··· EXTRAIT FOURNI

Charles avait augmenté ses troupes en Livonie et en Finlande, et tout était à craindre de ce côté pour les conquêtes de Pierre, comme du côté de la Lithuanie pour ses anciens États, et pour Moscou même. Il fallait donc se fortifier dans toutes ces parties si éloignées les unes des autres. Charles ne pouvait faire de progrès rapides en tirant à l’orient par la Lithuanie, au milieu d’une saison rude, dans des pays marécageux, infectés de maladies contagieuses que la pauvreté et la famine avaient répandues de Varsovie à Minski. Pierre posta ses troupes dans les quartiers sur le passage des rivières, garnit les postes importants, fit tout ce qu’il put pour arrêter à chaque pas la marche de son ennemi, et courut[7] ensuite mettre ordre à tout vers Pétersbourg.

Charles, en dominant chez les Polonais, ne leur prenait rien ; mais Pierre, en faisant usage de sa nouvelle marine, en descendant en Finlande, en prenant Borgo qu’il détruisit[8], et en faisant un grand butin sur ses ennemis, se donnait des avantages utiles.

······
··· LISTE DES DONNÉES

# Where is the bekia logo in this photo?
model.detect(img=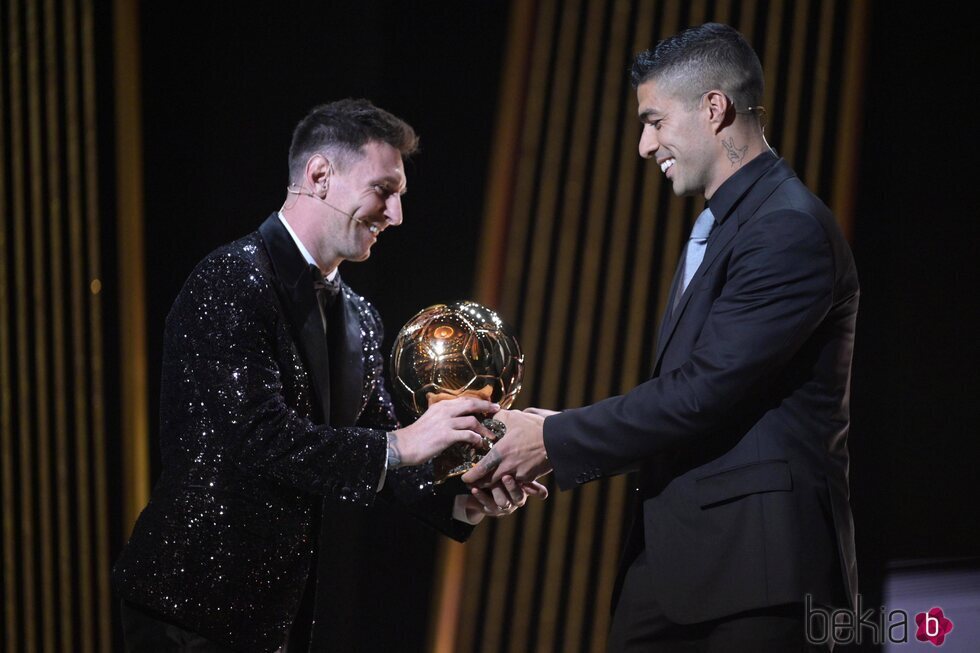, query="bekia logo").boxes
[804,594,953,646]
[915,608,953,646]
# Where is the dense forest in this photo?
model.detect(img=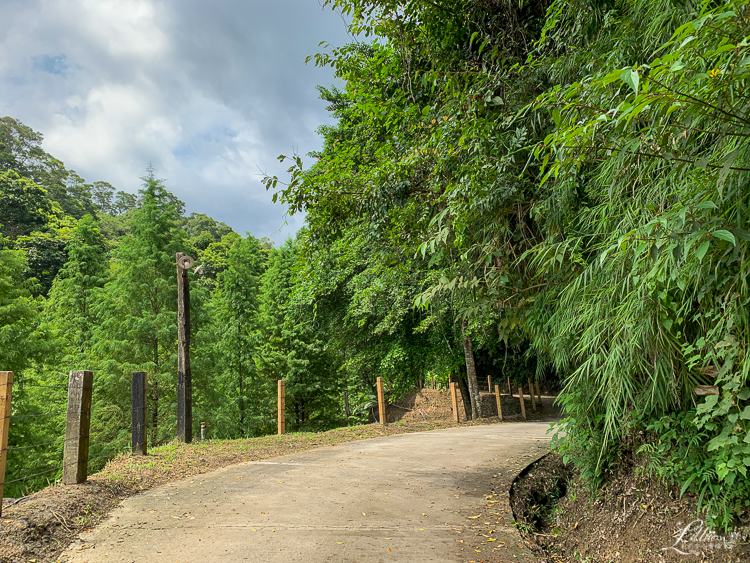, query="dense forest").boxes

······

* TRAVAIL À RÉALISER:
Mettez à jour, s'il vous plaît, la partie de l'extrait qui commence par les mots contenant "Charles, en dominant" et se termine par "des avantages utiles." en remplaçant "grand butin" par "riche butin", puis redonnez cette partie. Appuyez-vous uniquement sur l'extrait.

* RÉSULTAT:
Charles, en dominant chez les Polonais, ne leur prenait rien ; mais Pierre, en faisant usage de sa nouvelle marine, en descendant en Finlande, en prenant Borgo qu’il détruisit[8], et en faisant un riche butin sur ses ennemis, se donnait des avantages utiles.